* **Excerpted text**:
On the death of SAID
Language, poetry, body, exile
SAID died on 15th May at the age of 73. In 2006, the Iranian-German writer received the Goethe Medal. An obituary.
By Martin Hielscher
When SAID visited the Verlag C.H.Beck publisher in the building on Ainmillerstraße in Munich, where eleven of his books and one audio book have been published, and where the small fiction department is also based, it was as if the pulse of the building started beating faster. From the colleague at reception, who has a Persian surname to which he responded immediately, to the trainee who had attended one of his readings, which he had remembered, to his entrance into my office – he was overwhelmingly present. Usually, as soon as he entered – he drank an espresso, I took his coat; for many years, until his first serious heart attack, he first smoked a cigarette – he would tell you an anecdote, a joke, an incident, an experience from one of his readings. He was always immaculately dressed, connected with you immediately, engaged you in conversation straight away, smiling, warm, close. And he was always about the essential things – SAID was never trivial, although he could be entertaining, approachable, humorous. The essential things – how could one describe it? Language, poetry, the body, exile, love, but also sexuality, song, including the religious kind, pain, persecution, degradation, but also paintings, music, friendship.

* **Data provided**:
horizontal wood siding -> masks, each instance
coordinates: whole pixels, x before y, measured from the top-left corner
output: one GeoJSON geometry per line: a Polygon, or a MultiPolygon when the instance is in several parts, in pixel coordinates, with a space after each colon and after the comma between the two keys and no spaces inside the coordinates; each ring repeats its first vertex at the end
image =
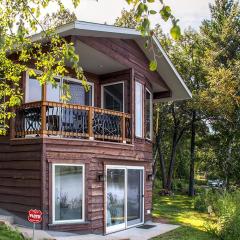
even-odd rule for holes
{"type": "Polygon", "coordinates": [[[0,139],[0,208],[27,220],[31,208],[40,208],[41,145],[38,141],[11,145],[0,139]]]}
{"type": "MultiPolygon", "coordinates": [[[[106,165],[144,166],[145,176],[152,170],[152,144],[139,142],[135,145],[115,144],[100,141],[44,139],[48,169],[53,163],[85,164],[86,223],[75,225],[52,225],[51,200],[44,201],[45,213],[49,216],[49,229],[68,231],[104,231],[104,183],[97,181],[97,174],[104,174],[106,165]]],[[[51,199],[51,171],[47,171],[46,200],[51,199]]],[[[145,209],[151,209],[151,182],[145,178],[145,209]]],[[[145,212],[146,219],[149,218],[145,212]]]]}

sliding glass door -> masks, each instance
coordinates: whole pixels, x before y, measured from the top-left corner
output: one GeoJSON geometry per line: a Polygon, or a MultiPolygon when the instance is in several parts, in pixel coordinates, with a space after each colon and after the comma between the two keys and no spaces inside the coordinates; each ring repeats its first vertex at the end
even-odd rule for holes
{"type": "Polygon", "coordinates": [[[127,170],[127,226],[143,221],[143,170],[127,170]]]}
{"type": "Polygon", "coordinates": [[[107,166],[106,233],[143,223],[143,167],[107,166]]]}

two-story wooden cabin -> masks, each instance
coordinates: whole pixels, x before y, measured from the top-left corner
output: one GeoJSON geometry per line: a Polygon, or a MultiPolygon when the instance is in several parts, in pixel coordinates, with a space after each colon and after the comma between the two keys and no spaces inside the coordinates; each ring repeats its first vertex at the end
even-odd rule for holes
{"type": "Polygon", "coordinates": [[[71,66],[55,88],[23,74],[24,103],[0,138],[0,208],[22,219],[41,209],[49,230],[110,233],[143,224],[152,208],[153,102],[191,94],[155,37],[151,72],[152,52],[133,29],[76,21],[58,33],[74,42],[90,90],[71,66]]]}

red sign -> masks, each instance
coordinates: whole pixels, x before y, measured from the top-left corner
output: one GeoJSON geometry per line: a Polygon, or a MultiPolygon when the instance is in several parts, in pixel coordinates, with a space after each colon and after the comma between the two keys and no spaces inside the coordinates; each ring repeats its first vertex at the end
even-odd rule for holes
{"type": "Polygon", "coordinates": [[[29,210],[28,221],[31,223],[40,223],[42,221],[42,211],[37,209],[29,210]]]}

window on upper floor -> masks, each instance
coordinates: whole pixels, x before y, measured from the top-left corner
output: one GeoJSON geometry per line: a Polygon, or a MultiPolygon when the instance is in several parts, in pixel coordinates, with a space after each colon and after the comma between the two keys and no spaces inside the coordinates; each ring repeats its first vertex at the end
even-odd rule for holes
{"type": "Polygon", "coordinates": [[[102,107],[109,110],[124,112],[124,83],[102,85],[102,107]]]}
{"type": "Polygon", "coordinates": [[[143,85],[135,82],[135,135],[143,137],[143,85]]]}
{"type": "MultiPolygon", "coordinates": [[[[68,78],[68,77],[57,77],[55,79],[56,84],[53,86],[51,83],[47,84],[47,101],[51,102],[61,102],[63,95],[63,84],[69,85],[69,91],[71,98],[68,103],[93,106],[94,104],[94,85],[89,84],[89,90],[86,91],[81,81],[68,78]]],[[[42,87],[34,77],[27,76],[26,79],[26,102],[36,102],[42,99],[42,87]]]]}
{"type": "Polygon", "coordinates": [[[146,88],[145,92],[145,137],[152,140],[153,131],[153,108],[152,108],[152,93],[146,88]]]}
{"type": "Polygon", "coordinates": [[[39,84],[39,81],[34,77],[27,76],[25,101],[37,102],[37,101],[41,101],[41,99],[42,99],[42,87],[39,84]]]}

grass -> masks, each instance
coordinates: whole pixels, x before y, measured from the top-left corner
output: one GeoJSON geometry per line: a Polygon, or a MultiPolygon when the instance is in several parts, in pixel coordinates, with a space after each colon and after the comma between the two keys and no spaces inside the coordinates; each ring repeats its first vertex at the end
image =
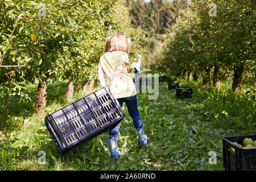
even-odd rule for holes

--

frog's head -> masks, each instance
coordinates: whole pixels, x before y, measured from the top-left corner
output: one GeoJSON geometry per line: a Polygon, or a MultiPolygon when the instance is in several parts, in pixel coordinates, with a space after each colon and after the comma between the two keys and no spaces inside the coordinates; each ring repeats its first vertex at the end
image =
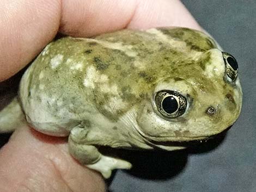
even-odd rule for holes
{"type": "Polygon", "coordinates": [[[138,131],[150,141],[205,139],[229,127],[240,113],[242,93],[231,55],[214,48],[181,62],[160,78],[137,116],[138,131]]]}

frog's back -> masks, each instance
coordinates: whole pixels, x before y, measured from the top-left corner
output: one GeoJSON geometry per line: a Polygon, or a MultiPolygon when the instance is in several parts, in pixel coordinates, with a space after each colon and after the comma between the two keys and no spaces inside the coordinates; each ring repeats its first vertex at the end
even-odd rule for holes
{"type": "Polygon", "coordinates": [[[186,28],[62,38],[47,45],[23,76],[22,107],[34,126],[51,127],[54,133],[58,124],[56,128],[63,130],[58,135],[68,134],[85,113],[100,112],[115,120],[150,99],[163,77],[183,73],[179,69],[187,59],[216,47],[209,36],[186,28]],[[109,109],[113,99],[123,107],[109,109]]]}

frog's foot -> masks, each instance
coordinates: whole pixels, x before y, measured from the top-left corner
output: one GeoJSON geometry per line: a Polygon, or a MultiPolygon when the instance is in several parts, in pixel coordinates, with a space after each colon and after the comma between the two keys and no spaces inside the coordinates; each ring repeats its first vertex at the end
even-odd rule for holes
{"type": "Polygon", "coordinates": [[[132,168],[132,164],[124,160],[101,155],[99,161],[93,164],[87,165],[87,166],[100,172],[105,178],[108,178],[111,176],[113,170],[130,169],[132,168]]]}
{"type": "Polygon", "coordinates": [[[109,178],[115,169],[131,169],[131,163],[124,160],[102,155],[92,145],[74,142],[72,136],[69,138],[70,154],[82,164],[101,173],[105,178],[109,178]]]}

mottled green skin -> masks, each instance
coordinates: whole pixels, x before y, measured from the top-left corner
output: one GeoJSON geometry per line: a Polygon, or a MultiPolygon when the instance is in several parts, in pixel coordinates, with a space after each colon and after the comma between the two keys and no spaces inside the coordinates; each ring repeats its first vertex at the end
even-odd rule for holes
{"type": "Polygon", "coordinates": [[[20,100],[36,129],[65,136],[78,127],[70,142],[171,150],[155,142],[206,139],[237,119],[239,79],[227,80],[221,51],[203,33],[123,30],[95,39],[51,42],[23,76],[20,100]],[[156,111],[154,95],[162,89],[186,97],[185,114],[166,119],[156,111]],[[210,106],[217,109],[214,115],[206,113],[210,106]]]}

==

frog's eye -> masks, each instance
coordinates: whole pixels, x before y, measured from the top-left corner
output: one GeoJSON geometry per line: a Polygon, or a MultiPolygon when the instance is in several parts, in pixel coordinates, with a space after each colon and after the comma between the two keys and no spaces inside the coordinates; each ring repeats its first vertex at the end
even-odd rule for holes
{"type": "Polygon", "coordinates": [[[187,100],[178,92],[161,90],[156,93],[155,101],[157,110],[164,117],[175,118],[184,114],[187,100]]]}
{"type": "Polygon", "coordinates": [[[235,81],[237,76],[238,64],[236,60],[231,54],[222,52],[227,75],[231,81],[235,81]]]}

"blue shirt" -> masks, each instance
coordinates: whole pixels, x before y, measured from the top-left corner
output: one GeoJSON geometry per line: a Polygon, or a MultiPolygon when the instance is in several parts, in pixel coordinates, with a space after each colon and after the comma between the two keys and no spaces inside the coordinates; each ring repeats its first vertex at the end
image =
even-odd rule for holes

* **Problems to solve**:
- 1) Return everything in the obituary from "On the death" down to "Medal. An obituary.", word for word.
- 2) Gather every line of the entries that contains the string "frog", matching case exactly.
The obituary has nothing to do with the entries.

* **Answers for the tasks**:
- 1)
On the death of SAID
Language, poetry, body, exile
SAID died on 15th May at the age of 73. In 2006, the Iranian-German writer received the Goethe Medal. An obituary.

- 2)
frog's head -> masks, each instance
frog's back -> masks, each instance
frog's foot -> masks, each instance
frog's eye -> masks, each instance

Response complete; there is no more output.